Given information: Begin

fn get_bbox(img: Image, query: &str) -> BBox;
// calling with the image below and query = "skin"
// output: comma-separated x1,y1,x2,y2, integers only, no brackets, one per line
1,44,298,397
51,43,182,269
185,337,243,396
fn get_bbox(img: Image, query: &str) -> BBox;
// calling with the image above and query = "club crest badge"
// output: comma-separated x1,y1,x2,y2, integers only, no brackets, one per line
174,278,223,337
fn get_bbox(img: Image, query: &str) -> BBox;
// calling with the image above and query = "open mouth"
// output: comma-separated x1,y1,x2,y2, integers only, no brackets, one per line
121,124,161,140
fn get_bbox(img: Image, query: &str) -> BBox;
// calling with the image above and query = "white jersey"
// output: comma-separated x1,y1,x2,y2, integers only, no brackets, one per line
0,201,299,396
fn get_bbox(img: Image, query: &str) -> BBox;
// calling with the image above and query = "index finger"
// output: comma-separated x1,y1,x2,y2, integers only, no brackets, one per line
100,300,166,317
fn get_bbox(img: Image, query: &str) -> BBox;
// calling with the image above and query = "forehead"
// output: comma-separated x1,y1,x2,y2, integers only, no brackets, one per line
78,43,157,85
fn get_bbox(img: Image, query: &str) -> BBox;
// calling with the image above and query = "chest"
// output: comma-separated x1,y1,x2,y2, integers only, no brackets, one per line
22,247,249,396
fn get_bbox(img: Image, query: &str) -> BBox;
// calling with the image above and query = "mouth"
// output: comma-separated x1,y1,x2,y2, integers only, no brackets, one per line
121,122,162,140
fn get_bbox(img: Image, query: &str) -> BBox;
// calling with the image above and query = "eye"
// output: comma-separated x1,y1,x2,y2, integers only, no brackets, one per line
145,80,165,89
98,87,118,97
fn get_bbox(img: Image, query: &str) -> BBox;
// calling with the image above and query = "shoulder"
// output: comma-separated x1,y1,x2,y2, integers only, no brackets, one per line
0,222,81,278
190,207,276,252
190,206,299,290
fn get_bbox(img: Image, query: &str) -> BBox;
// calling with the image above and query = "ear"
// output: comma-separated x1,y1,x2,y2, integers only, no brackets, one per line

Given information: End

Each line above should be output exactly as written.

Answer box ::
fn get_bbox(img: Image, query: &str) -> BBox;
// calling with the image below and query = "skin"
// output: comma-separated x1,y1,x2,y2, integers only, no brackets, one per line
1,44,298,397
51,43,182,269
185,337,243,396
fn get_bbox(img: Image, query: &str) -> BBox;
// calling with the image above and query = "club crest badge"
// output: comma-separated x1,y1,x2,y2, integers only, no brackets, one per line
174,278,223,337
fn get_bbox(img: Image, query: &str) -> BBox;
// calling with the image above and query = "open mouth"
// output: comma-separated x1,y1,x2,y2, integers only, no brackets, one per line
121,124,161,140
fn get_bbox(img: Image, query: &str) -> BBox;
// calling with the image above and query = "white jersey"
// output: comma-separated x1,y1,x2,y2, integers only, no brackets, one per line
0,201,299,396
fn get_bbox(img: Image, query: &str) -> BBox;
// calling with the image above and query = "index finger"
// output: comma-separated x1,y1,x2,y2, integers only, no brackets, one per line
100,300,166,317
fn get_bbox(img: Image, query: &str) -> BBox;
// calling with the image above and query = "forehead"
// output: comma-separated x1,y1,x2,y2, integers only, no brackets, one per line
78,43,157,85
fn get_bbox(img: Image, query: &str) -> BBox;
// calling with the image above and query = "chest"
// output: comma-separated x1,y1,x2,y2, integers only, no brackets, one per line
22,247,249,396
fn get_bbox(img: Image, query: &str) -> BBox;
// calling with the image above and query = "mouth"
// output: comma-separated x1,y1,x2,y2, integers only, no brackets, one per line
121,122,162,140
fn get_bbox(img: Image, query: &str) -> BBox;
// calling with the image above and query = "eye"
// output: comma-separated x1,y1,x2,y2, integers only, no brackets, one per line
145,80,165,89
98,87,118,97
fn get_bbox(img: Image, query: &str) -> BBox;
// calling with the image above and query = "shoulder"
// output: comma-separated x1,y1,x2,y2, integers only, no brackets, one per line
0,222,81,278
190,207,276,252
190,206,299,290
fn get_bbox(img: Image, query: &str) -> BBox;
// calling with the image above and query = "ear"
// output: comma-separated x1,y1,x2,y2, integers only, no brackets, one per line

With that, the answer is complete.